# DATA EXCERPTS start
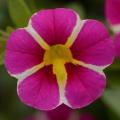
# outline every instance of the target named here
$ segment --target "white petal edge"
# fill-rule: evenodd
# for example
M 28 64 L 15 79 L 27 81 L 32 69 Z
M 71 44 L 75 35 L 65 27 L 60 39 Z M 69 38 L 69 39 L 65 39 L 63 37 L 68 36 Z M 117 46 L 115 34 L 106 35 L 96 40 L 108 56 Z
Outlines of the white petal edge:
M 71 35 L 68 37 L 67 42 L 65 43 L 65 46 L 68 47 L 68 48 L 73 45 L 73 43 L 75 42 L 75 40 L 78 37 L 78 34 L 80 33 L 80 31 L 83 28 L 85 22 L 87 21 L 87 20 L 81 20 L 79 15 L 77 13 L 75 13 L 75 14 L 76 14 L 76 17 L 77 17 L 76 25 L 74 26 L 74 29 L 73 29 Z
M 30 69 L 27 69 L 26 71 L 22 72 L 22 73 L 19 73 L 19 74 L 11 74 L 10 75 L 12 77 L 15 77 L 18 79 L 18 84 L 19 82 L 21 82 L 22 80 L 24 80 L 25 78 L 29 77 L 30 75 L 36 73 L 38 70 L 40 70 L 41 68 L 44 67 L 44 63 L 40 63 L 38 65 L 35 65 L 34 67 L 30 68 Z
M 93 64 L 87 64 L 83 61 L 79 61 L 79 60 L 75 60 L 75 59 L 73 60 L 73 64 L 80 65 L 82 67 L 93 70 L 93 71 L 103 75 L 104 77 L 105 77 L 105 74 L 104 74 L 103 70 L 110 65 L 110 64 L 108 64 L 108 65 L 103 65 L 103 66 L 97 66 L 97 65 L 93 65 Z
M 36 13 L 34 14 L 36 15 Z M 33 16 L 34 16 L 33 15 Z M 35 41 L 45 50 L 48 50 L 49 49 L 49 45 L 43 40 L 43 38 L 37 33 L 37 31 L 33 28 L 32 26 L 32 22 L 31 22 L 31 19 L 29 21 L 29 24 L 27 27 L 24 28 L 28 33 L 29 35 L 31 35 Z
# DATA EXCERPTS end
• [REQUEST]:
Please write out every line of the material above, character for character, and leave out the pictures.

• [SOLUTION TO THIS EXERCISE]:
# outline every instance of the target named here
$ segment --target "white petal edge"
# fill-rule: evenodd
# for example
M 28 64 L 15 79 L 27 81 L 32 69 Z
M 71 44 L 75 35 L 65 27 L 60 39 Z M 69 38 L 69 39 L 65 39 L 63 37 L 68 36 Z M 117 46 L 115 34 L 106 35 L 96 40 L 108 56 Z
Outlines of the white petal edge:
M 71 35 L 68 37 L 67 42 L 65 43 L 65 46 L 68 47 L 68 48 L 73 45 L 73 43 L 75 42 L 75 40 L 78 37 L 78 34 L 80 33 L 80 31 L 83 28 L 85 22 L 87 21 L 87 20 L 81 20 L 79 15 L 77 13 L 75 13 L 75 14 L 76 14 L 76 17 L 77 17 L 76 25 L 74 26 L 74 29 L 73 29 Z
M 30 69 L 27 69 L 26 71 L 22 72 L 22 73 L 19 73 L 19 74 L 11 74 L 10 75 L 12 77 L 15 77 L 18 79 L 18 84 L 19 82 L 21 82 L 22 80 L 24 80 L 25 78 L 29 77 L 30 75 L 36 73 L 38 70 L 40 70 L 41 68 L 44 67 L 44 63 L 40 63 L 38 65 L 35 65 L 34 67 L 30 68 Z
M 93 64 L 87 64 L 83 61 L 79 61 L 79 60 L 75 60 L 75 59 L 73 60 L 73 64 L 80 65 L 82 67 L 93 70 L 93 71 L 103 75 L 104 77 L 105 77 L 105 74 L 104 74 L 103 70 L 110 65 L 110 64 L 108 64 L 108 65 L 103 65 L 103 66 L 97 66 L 97 65 L 93 65 Z
M 36 13 L 34 14 L 36 15 Z M 33 16 L 34 16 L 33 15 Z M 35 41 L 45 50 L 48 50 L 49 49 L 49 45 L 43 40 L 43 38 L 37 33 L 37 31 L 33 28 L 32 26 L 32 22 L 31 22 L 31 19 L 29 21 L 29 24 L 27 27 L 24 28 L 28 33 L 29 35 L 31 35 Z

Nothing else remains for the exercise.